(EXERCISE INPUTS Opens)
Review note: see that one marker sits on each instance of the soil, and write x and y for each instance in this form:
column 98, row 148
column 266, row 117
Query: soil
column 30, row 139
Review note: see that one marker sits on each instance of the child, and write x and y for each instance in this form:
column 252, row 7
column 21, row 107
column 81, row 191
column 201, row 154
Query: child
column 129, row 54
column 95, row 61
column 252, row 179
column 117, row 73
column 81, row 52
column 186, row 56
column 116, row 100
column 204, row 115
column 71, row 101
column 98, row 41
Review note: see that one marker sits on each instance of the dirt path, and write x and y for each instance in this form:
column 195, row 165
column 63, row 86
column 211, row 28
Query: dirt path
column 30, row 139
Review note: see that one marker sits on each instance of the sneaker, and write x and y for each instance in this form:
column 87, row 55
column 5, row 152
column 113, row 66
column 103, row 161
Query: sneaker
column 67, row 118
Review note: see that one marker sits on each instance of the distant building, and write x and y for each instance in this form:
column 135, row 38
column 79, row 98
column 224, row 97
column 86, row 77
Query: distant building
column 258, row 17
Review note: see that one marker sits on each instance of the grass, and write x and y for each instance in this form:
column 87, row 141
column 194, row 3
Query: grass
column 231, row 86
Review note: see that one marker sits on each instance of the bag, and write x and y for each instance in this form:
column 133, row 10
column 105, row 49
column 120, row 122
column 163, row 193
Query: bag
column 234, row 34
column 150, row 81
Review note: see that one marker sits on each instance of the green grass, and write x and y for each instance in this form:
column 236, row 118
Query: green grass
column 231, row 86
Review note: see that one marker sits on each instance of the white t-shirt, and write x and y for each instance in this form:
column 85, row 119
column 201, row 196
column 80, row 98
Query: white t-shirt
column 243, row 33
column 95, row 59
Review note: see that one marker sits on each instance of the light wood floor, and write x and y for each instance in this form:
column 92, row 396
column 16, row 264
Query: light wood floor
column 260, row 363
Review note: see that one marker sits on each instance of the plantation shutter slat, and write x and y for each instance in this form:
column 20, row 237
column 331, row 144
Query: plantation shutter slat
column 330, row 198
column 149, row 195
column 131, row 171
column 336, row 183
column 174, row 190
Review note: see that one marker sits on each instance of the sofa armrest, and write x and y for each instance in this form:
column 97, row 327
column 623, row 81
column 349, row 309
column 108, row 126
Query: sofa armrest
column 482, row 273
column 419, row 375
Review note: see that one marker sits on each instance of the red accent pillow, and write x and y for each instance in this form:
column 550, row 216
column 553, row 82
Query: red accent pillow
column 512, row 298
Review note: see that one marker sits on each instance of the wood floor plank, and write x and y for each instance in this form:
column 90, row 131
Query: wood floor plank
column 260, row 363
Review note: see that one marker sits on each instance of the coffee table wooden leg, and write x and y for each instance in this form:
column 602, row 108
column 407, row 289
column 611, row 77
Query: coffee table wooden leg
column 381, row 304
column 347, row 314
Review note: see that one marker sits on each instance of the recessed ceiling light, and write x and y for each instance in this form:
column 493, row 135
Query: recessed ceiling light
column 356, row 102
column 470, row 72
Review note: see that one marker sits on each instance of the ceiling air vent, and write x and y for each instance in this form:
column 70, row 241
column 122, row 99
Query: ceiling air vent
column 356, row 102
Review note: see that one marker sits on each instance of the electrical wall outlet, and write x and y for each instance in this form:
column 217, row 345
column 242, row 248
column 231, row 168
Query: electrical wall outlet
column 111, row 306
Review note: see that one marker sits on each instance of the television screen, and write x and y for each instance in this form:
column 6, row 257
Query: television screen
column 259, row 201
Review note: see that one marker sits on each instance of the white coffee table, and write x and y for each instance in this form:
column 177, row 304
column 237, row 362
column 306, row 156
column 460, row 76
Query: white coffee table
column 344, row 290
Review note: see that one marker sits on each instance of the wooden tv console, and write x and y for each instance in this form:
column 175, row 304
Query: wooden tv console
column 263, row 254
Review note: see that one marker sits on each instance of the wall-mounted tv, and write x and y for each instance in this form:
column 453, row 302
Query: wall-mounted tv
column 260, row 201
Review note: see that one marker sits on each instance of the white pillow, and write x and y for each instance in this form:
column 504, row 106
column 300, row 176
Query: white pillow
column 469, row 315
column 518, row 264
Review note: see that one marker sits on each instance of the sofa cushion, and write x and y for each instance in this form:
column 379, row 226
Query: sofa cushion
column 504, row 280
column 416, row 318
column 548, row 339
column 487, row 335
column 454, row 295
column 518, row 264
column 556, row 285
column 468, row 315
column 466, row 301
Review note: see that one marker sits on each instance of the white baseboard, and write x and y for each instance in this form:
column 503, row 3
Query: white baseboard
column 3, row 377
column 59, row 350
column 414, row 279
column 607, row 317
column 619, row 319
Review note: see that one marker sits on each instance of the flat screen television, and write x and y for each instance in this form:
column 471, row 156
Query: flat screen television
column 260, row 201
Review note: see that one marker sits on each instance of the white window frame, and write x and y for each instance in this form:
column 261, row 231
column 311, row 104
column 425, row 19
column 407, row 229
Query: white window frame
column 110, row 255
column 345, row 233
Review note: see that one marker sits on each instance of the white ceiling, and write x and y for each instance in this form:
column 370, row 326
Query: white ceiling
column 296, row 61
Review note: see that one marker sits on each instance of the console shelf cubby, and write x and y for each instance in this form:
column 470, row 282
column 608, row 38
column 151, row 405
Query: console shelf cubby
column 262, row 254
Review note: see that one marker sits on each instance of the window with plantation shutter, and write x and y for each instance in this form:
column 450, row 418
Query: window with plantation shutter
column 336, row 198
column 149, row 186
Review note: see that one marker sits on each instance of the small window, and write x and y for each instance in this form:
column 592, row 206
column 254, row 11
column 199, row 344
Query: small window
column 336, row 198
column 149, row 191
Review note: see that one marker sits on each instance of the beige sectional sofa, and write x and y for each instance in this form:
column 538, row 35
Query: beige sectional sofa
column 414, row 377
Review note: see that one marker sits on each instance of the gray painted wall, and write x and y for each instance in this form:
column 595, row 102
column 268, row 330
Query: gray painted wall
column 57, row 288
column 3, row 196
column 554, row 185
(EXERCISE INPUTS Closes)
(EXERCISE INPUTS Opens)
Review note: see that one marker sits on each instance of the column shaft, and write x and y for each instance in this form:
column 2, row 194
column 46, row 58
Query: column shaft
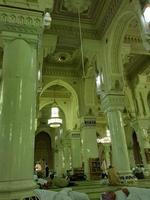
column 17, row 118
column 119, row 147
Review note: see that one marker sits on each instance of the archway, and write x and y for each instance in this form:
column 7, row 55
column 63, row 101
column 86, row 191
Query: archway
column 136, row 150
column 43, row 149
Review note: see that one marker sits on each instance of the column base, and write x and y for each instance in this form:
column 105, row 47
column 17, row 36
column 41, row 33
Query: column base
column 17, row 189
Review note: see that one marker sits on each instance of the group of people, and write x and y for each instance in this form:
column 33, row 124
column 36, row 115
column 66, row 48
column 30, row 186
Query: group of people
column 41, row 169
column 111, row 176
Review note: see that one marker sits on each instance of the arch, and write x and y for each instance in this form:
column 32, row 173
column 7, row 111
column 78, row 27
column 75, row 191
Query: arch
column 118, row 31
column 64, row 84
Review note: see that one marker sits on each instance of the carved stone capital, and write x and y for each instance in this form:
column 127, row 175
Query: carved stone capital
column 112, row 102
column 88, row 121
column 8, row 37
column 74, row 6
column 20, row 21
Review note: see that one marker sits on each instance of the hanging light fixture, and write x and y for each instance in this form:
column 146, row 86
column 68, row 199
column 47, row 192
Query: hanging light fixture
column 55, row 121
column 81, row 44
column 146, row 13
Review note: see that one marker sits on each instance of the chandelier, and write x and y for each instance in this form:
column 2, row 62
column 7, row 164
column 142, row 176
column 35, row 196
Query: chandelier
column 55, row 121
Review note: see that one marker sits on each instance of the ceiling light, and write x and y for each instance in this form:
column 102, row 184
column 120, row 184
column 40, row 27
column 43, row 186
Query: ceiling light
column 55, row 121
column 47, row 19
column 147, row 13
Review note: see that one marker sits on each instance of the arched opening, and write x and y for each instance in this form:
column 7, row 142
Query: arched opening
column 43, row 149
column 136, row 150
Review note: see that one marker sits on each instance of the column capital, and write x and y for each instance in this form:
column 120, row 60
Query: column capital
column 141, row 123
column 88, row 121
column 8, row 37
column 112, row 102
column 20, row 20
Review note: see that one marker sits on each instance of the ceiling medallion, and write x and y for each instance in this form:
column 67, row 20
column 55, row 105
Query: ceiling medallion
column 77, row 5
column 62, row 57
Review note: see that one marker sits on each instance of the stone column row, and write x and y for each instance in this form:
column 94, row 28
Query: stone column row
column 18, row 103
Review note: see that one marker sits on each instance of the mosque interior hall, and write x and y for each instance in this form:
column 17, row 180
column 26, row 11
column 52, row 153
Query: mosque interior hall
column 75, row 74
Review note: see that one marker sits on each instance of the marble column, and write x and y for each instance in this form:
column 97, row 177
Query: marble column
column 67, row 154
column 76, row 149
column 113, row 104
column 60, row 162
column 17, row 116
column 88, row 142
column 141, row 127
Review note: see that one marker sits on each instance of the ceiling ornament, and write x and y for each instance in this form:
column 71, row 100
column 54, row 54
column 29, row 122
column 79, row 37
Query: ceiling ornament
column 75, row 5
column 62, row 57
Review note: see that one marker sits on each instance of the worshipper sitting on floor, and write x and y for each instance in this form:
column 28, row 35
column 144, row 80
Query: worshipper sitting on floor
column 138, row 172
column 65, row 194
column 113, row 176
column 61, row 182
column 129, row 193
(EXERCISE INPUTS Closes)
### TASK DETAILS:
In the entries above, one line contains "the soil, and" and another contains "column 5, row 152". Reproduce exactly those two lines and the lines between them, nothing else.

### EXPECTED ANSWER:
Review note: see that one marker sits on each instance of the soil, and write x and y for each instance in this form:
column 98, row 148
column 266, row 117
Query: soil
column 30, row 139
Review note: see that one marker sits on each instance of the child, and write x and y for each instance in this form:
column 252, row 7
column 21, row 107
column 81, row 191
column 201, row 154
Query: child
column 129, row 54
column 95, row 61
column 252, row 179
column 117, row 73
column 81, row 52
column 186, row 56
column 116, row 100
column 204, row 115
column 71, row 101
column 98, row 41
Review note: see that one marker sits on each instance of the dirt path, and write x and y for each instance in this form:
column 195, row 165
column 63, row 86
column 211, row 28
Query: dirt path
column 30, row 139
Review note: see that one marker sits on each instance of the sneaker, and write x and y for each instance in this form:
column 87, row 55
column 5, row 152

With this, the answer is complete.